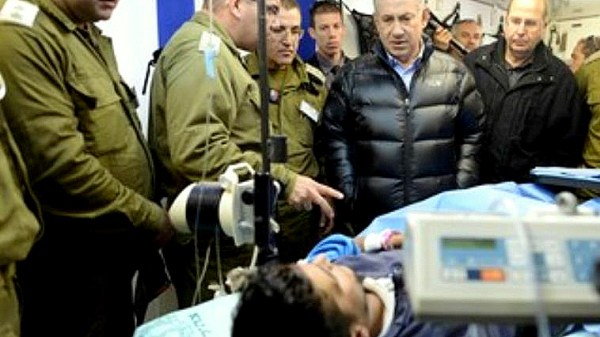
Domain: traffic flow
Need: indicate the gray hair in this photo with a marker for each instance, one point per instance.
(215, 4)
(546, 13)
(375, 2)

_TO DO_.
Present the rows above as a JSON list of strings, one string per line, with blank lines omitted and the pictures left out.

_COMPLETED EXERCISE_.
[
  "Domain: traffic flow",
  "Need: indicate the gray hair in this photo with a marker for each instance, one point per instance.",
  "(215, 4)",
  "(546, 13)",
  "(375, 2)"
]